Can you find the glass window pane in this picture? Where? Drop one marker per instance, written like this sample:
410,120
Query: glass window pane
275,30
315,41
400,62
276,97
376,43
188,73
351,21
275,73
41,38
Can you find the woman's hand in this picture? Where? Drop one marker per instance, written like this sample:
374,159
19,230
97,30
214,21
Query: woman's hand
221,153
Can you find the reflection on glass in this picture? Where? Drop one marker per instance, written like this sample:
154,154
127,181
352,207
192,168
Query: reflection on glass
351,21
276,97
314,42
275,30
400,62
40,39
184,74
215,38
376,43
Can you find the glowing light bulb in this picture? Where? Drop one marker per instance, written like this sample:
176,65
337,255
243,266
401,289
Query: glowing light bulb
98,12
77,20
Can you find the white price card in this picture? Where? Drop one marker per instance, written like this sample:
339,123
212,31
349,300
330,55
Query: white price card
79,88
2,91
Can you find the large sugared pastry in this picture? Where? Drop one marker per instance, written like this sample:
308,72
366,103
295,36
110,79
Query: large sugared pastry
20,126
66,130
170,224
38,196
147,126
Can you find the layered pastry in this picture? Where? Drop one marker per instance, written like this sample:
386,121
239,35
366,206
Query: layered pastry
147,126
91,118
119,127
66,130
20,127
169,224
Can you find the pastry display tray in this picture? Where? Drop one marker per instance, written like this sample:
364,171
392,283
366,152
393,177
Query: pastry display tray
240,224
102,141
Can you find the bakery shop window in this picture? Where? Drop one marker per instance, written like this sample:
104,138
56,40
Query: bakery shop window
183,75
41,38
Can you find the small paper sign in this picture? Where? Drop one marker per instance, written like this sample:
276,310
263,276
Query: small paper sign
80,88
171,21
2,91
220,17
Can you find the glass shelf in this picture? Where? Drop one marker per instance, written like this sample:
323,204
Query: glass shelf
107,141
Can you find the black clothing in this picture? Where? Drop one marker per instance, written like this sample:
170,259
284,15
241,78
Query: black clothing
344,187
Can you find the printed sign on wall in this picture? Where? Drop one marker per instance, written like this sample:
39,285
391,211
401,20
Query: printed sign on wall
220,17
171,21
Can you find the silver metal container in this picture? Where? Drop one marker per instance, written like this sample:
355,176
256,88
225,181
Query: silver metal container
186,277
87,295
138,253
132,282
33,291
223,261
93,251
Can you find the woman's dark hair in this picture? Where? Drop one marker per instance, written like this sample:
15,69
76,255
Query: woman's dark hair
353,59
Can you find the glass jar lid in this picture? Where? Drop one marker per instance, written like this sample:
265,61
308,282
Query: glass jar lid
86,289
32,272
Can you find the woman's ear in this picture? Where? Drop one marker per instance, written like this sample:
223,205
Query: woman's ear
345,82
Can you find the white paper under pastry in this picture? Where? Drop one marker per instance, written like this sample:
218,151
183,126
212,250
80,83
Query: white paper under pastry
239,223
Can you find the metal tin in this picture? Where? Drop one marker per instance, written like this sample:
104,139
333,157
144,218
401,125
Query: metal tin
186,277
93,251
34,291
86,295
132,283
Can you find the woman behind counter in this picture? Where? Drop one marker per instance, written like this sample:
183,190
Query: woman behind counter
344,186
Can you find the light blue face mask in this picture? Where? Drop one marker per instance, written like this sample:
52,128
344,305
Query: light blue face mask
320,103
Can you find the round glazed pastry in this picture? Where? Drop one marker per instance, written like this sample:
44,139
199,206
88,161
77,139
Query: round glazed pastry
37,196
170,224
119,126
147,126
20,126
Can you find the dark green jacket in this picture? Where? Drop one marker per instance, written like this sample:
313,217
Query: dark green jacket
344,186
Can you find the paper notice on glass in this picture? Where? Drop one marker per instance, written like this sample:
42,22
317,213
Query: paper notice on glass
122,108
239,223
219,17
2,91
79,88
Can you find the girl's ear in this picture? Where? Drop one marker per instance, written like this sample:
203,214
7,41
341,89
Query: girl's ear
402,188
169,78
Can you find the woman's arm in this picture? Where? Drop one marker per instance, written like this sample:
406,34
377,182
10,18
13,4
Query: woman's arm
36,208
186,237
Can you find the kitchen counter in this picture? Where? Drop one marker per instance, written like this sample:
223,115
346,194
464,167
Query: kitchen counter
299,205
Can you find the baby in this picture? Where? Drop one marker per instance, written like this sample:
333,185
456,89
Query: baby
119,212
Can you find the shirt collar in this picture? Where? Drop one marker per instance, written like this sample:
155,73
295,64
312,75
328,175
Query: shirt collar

-*-

### What the exercise asks
Reproduce every line from the one containing "Can you find the kitchen" through the end of the records, inclusive, requests included. Shift each coordinate in the answer points by -56, and leave the numbers in the requests and their sample lines unchanged.

### Answer to this task
Can you find the kitchen counter in this picture? Where? Drop one marker per instance, written like this sample:
223,115
346,194
464,167
Query: kitchen counter
243,149
Can you find the baby in this picture? Where? Drop one marker per instance, written like this sample:
333,185
456,89
Query: baby
63,156
Can you find the shirt collar in this picture? Where? Drop one marker per instance, written like this sample:
155,73
295,64
312,75
328,175
Query: shirt collar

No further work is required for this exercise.